> TASK GOAL:
Nothing but a number should be given: the count of lines in the data that include the string "below".

+++++

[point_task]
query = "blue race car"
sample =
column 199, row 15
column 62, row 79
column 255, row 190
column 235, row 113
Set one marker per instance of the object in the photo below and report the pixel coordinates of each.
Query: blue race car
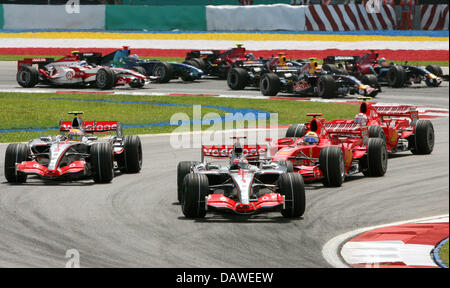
column 163, row 71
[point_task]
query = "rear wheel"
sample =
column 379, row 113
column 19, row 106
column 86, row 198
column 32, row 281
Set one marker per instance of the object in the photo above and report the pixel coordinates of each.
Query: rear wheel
column 424, row 137
column 102, row 162
column 376, row 158
column 237, row 78
column 195, row 190
column 270, row 84
column 296, row 131
column 131, row 158
column 183, row 169
column 326, row 86
column 164, row 72
column 28, row 76
column 396, row 76
column 105, row 79
column 15, row 153
column 435, row 69
column 332, row 165
column 292, row 187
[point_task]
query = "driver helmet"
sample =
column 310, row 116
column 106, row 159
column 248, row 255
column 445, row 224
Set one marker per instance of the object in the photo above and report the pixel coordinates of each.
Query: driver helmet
column 241, row 163
column 282, row 58
column 311, row 138
column 75, row 135
column 361, row 119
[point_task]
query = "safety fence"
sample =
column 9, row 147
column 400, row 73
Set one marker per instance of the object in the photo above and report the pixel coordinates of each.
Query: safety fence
column 277, row 17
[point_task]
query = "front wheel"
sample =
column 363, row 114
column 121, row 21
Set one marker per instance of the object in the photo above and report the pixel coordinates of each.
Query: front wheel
column 102, row 162
column 15, row 153
column 332, row 165
column 131, row 159
column 292, row 187
column 270, row 84
column 195, row 188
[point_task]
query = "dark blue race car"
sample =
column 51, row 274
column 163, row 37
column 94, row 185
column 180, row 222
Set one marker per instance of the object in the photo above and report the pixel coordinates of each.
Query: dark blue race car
column 163, row 71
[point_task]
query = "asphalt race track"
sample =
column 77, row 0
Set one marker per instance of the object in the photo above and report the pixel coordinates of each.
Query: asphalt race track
column 136, row 221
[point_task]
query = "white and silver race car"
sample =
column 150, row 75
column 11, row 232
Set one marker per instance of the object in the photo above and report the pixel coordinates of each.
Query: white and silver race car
column 247, row 184
column 72, row 70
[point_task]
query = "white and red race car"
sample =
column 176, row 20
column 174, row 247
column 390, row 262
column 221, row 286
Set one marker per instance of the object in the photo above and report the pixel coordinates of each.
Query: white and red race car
column 72, row 70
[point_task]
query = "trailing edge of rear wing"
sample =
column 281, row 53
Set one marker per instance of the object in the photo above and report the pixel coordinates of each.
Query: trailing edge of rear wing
column 225, row 151
column 94, row 126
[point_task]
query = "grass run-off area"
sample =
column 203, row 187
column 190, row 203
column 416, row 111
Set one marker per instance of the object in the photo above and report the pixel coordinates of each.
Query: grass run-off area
column 24, row 111
column 180, row 59
column 444, row 253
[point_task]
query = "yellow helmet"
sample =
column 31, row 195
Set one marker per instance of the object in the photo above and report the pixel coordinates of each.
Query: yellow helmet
column 75, row 135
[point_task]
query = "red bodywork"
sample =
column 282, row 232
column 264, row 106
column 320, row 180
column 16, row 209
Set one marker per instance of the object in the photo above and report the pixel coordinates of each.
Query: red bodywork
column 350, row 137
column 398, row 122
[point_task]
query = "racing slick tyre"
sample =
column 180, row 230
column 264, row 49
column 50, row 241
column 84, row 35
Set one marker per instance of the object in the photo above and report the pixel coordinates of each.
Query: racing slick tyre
column 195, row 190
column 237, row 78
column 183, row 169
column 396, row 76
column 130, row 161
column 270, row 84
column 376, row 158
column 423, row 137
column 296, row 131
column 15, row 153
column 435, row 69
column 377, row 132
column 28, row 76
column 333, row 69
column 292, row 187
column 105, row 79
column 332, row 165
column 326, row 86
column 140, row 70
column 102, row 162
column 163, row 71
column 371, row 80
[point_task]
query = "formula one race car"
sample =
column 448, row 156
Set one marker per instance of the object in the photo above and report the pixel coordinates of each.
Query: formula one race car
column 330, row 151
column 71, row 70
column 215, row 62
column 250, row 72
column 162, row 71
column 310, row 79
column 75, row 154
column 391, row 74
column 399, row 126
column 246, row 185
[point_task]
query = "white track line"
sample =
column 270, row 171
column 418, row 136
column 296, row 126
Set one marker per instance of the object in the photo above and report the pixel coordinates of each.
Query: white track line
column 331, row 250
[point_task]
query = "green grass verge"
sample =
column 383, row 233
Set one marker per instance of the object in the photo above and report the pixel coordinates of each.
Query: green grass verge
column 444, row 253
column 181, row 59
column 26, row 110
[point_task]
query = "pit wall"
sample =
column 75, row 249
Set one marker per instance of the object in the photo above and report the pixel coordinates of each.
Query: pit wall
column 190, row 17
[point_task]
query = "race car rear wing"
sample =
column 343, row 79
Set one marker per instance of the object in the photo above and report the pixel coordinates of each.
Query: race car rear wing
column 225, row 151
column 41, row 62
column 94, row 126
column 338, row 59
column 397, row 111
column 352, row 129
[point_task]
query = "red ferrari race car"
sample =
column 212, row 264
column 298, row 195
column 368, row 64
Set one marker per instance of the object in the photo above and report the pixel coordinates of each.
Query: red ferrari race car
column 72, row 71
column 215, row 62
column 399, row 126
column 246, row 184
column 75, row 154
column 330, row 151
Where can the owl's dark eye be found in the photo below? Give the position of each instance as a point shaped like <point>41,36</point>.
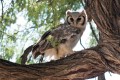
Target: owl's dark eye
<point>72,19</point>
<point>79,19</point>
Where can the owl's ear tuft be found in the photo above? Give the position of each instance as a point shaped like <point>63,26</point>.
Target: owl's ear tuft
<point>68,12</point>
<point>83,12</point>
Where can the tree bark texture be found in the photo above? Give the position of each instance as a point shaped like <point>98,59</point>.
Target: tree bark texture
<point>83,64</point>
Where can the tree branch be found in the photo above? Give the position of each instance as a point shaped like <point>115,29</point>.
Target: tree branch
<point>82,64</point>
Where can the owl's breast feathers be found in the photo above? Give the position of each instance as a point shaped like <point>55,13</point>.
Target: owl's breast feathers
<point>53,39</point>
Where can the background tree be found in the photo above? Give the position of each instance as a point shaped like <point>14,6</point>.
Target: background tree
<point>106,21</point>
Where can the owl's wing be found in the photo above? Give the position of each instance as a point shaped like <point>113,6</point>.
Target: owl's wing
<point>53,38</point>
<point>41,44</point>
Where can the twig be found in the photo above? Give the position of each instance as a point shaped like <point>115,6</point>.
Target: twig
<point>2,8</point>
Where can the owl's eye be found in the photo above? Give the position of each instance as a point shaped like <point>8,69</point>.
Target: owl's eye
<point>79,19</point>
<point>72,19</point>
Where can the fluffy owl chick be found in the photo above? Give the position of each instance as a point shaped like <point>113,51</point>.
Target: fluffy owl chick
<point>60,41</point>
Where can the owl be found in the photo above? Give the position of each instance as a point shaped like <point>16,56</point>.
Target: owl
<point>60,41</point>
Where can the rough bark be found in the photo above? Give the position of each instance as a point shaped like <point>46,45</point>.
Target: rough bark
<point>83,64</point>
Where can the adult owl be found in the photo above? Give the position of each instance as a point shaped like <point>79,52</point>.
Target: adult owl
<point>60,41</point>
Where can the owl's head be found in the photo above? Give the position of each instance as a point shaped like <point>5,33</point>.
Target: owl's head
<point>76,19</point>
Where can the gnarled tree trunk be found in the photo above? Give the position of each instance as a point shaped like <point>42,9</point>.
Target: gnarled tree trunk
<point>83,64</point>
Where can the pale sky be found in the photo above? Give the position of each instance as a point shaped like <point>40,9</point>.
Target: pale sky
<point>85,40</point>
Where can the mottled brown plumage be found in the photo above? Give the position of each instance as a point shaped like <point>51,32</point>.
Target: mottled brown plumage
<point>60,41</point>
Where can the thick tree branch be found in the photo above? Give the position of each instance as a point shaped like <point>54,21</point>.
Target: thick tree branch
<point>64,68</point>
<point>83,64</point>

+++++

> ANSWER TO THE EXERCISE:
2